_Excerpted text_
....................

President’s budget sets new spending records
President Obama seems to have figured out how to subtract by adding.
The $3.7 trillion 2012 budget he delivered to Congress Monday purportedly will trim deficits by $1.1 trillion over the next decade, but meanwhile the $14 trillion national debt is expected to grow by $2.7 trillion in the coming years and $13 trillion in a decade.
The plan calls for some modest spending cuts, a five-year freeze on domestic programs, tax increases on energy companies and limiting tax deductions for high-income taxpayers. But the president also calls for spending $53 billion over six years for high-speed rail projects, $10 billion over 10 years to expand broadband Internet access and wireless networks, a continuation of the $7,500 rebate for electric cars, $36 billion in loan guarantees for nuclear power plants while closing the Yucca Mountain nuclear waste repository and increasing Education Department spending 21 percent for the coming year.
“These investments are an essential part of the budget my administration is sending to Congress,” the president said in a speech in Baltimore. “Because I’m convinced that if we out-build and out-innovate and out-educate, as well as out-hustle the rest of the world, the jobs and industries of our time will take root here in the United States. Our people will prosper and our country will succeed.”
About all his budget accomplishes is out-spending every president in the history of the nation and taking the national debt to levels unheard of since the end of World War II.
The budget proposal ignores the president’s own deficit commission, which called for saving $4 trillion over a decade, four times what Mr. Obama proposes. The deficit panel called for raising the Social Security retirement age, doubling the federal tax on gasoline, cutting tax breaks such as mortgage interest deductions and reforming Medicare. Though those recommendations were derided as too timid, Mr. Obama included not one of those proposals in his budget.

....................

_Material provided_
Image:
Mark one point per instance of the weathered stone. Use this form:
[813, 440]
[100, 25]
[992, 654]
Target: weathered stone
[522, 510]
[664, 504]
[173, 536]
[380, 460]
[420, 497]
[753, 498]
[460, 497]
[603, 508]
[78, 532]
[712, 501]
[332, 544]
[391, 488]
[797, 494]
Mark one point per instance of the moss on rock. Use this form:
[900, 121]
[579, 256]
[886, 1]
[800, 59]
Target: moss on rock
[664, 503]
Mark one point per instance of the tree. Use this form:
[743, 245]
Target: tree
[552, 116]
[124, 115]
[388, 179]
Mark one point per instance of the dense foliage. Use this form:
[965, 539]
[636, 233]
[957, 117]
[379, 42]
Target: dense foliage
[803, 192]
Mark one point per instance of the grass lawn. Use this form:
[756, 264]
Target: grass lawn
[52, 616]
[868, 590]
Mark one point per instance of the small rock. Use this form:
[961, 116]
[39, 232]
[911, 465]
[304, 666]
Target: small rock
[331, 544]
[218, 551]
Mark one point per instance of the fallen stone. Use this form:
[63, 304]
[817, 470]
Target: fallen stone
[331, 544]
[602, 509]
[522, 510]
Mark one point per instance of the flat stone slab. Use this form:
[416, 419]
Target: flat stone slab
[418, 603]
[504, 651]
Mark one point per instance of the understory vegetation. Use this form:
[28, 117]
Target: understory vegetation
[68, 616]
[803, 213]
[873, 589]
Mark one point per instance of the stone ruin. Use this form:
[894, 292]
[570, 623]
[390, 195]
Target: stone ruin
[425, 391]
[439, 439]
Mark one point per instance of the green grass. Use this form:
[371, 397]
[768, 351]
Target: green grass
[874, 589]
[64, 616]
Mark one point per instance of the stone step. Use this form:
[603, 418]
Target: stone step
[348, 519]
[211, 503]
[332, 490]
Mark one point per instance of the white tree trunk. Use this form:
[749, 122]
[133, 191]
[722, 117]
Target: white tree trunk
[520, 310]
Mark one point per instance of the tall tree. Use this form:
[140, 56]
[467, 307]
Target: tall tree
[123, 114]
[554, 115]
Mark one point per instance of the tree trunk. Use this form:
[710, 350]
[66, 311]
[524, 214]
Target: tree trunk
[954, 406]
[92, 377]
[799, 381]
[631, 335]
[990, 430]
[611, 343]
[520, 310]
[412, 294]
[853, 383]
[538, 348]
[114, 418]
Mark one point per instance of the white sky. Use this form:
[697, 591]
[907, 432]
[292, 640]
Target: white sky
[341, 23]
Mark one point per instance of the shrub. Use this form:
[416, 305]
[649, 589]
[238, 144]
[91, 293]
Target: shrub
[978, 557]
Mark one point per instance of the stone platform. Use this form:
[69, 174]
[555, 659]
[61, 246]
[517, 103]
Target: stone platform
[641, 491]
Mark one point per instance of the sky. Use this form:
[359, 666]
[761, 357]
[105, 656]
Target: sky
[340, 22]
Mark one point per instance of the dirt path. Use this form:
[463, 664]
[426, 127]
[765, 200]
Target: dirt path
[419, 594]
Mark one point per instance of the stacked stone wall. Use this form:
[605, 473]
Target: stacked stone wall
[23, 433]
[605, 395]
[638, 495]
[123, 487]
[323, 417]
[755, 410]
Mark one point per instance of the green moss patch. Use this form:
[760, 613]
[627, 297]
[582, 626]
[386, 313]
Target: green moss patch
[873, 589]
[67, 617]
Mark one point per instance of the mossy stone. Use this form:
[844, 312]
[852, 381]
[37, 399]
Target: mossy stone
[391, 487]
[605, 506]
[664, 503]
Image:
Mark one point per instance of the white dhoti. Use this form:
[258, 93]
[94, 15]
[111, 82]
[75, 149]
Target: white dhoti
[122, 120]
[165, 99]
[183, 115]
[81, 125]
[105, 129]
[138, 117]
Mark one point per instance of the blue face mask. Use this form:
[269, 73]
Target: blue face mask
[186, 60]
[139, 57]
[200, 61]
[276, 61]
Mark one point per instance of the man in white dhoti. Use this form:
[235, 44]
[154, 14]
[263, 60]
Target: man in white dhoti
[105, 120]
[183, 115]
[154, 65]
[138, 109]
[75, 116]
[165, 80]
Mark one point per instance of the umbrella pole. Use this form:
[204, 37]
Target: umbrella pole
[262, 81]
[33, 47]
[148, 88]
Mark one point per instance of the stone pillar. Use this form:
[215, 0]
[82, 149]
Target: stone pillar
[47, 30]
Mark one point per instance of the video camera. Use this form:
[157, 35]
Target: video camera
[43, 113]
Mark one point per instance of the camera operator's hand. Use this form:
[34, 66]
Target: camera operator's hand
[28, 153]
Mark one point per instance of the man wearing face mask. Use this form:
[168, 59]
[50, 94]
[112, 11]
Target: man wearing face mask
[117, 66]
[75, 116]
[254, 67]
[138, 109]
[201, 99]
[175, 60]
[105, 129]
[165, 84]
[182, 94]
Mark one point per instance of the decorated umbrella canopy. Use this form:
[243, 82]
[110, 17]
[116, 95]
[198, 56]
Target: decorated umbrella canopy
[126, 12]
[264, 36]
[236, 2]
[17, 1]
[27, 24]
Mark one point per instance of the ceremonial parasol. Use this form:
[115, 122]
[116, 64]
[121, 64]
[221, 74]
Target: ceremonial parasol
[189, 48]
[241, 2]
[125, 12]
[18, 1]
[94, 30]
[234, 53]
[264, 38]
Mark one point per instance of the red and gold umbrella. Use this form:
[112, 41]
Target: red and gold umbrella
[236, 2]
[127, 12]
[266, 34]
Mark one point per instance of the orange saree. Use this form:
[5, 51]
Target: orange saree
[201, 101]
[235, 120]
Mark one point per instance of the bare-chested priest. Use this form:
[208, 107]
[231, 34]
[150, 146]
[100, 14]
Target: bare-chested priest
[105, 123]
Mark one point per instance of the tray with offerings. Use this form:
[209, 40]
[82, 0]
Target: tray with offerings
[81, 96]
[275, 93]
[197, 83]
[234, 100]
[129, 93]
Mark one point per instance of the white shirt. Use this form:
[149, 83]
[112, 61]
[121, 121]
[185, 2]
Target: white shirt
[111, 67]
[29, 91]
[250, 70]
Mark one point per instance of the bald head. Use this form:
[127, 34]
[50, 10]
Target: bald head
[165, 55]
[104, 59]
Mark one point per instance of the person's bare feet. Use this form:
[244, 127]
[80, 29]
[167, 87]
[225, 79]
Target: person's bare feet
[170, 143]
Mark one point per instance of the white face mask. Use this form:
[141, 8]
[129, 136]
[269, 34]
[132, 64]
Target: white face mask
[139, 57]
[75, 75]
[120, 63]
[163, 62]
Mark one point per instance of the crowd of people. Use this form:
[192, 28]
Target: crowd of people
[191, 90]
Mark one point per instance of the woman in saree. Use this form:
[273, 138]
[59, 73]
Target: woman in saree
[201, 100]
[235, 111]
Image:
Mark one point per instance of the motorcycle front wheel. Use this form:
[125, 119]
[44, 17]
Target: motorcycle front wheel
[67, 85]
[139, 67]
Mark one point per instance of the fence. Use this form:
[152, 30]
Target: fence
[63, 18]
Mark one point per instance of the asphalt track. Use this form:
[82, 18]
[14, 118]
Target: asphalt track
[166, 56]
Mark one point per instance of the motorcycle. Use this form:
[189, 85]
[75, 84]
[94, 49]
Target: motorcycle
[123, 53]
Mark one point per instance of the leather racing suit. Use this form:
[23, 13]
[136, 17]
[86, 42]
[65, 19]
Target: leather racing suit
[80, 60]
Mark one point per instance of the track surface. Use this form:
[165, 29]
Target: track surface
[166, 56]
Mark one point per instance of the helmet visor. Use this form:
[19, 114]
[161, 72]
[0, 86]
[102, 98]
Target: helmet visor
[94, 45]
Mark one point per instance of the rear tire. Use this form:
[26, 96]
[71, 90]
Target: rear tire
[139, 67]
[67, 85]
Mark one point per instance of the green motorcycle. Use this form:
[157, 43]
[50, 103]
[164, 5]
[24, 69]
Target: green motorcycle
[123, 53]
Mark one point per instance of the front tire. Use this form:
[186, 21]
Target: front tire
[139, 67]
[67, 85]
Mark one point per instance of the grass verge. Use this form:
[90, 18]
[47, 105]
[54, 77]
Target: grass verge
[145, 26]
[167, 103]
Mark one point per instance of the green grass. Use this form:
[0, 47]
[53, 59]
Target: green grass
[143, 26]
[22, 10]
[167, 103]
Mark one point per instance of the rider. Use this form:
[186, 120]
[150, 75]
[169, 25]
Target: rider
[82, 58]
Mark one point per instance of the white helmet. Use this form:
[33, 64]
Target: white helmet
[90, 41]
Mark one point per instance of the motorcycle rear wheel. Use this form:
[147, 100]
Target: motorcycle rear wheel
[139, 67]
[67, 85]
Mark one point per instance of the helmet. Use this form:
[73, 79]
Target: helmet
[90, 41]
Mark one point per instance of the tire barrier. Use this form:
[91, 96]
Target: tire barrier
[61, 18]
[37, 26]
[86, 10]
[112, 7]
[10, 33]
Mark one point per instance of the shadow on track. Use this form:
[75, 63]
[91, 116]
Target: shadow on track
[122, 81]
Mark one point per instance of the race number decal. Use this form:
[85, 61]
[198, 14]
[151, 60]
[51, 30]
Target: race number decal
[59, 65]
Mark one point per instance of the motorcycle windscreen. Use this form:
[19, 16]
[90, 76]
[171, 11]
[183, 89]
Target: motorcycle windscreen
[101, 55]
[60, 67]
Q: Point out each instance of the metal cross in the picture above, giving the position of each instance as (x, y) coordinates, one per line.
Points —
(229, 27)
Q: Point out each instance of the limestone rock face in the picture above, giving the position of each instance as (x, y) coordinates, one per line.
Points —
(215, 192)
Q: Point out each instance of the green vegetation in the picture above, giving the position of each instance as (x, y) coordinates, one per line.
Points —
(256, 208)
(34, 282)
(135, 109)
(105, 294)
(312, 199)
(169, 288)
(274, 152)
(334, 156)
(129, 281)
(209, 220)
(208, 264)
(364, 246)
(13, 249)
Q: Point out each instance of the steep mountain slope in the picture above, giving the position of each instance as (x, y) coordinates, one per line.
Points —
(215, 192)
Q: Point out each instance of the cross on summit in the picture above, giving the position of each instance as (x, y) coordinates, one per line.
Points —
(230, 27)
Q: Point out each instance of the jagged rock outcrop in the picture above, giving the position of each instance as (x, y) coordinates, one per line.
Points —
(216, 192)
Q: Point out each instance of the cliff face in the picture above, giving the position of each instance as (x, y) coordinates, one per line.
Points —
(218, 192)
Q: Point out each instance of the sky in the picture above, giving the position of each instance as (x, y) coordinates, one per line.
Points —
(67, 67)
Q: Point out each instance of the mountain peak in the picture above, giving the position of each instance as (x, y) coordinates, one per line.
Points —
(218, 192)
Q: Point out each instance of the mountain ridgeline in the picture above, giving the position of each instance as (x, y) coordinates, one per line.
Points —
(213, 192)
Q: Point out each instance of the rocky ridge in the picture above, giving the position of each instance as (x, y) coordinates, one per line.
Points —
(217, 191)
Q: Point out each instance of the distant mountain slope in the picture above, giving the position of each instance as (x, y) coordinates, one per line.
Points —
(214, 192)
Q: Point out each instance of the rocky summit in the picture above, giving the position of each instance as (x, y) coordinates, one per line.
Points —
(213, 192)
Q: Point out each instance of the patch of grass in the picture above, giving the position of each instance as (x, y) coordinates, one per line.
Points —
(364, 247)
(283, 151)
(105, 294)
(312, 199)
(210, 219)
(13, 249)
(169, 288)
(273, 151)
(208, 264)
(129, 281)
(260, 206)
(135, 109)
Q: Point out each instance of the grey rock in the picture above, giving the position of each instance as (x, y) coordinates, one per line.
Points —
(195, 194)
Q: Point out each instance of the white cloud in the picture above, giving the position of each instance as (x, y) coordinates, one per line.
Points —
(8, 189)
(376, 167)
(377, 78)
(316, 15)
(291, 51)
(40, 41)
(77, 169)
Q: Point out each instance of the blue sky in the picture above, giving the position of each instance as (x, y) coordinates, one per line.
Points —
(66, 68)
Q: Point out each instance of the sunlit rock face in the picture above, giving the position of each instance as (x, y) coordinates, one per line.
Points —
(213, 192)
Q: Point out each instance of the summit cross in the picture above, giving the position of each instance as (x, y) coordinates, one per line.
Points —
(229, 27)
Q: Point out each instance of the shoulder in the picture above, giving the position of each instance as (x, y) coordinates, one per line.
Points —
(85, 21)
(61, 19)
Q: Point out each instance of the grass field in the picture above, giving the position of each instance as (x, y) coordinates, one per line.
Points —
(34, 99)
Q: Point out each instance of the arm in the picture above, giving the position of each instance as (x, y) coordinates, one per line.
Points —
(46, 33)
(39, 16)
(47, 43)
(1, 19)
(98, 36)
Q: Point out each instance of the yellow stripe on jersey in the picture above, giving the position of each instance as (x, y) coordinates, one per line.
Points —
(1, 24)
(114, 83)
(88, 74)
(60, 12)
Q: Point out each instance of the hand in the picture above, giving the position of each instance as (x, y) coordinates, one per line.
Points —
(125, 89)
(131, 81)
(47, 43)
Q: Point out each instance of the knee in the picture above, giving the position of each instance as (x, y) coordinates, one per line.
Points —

....................

_Activity 1_
According to the editorial on the president's 2012 budget, how much does the plan call for spending on high-speed rail projects, and over what period?
_Activity 2_
Update the editorial on the president's budget, giving everything from "About all his" down to "World War II." with "World War II" replaced by "the Civil War".
_Activity 3_
Write the next part of the editorial on the president's 2012 budget, starting right after its last sentence.

_Answer box 1_
$53 billion over six years.

_Answer box 2_
About all his budget accomplishes is out-spending every president in the history of the nation and taking the national debt to levels unheard of since the end of the Civil War.

_Answer box 3_
House Budget Committee chairman Paul Ryan, R-Wis., said of the budget plan, “Look, he raises spending everywhere. He raises taxes everywhere, increases borrowing. The trajectory of this budget is in the wrong direction. It would be better if we did nothing than actually pass this budget.”
The budget also is built on multiple assumptions few believe have any chance of occurring. The budget assumes economic growth far more optimistic than most economists project. It also assumes the cost of the wars in Iraq and Afghanistan will plummet to $50 billion a year and that Congress will stop voting for the “doc fix” every year and actually cut the reimbursement doctors get for Medicare patients.
While Senate Majority Leader Harry Reid praised it as a “long-term plan to responsibly cut the deficit in half in his first term while investing in things that grow the economy,” Sen. John Ensign, R-Nev., a member of the Senate Budget Committee, said the president missed an opportunity to “tackle wasteful government spending.”
“The president’s budget once again forces our economic future into more uncertainty with $8.7 trillion in new spending, $1.6 trillion in new taxes, and another $13 trillion added to our already American-dream-breaking national debt,” Sen. Ensign said. “The message from the leader of our country is that jobs can wait but record spending levels cannot.”
You can’t add jobs by subtracting more taxes from employers.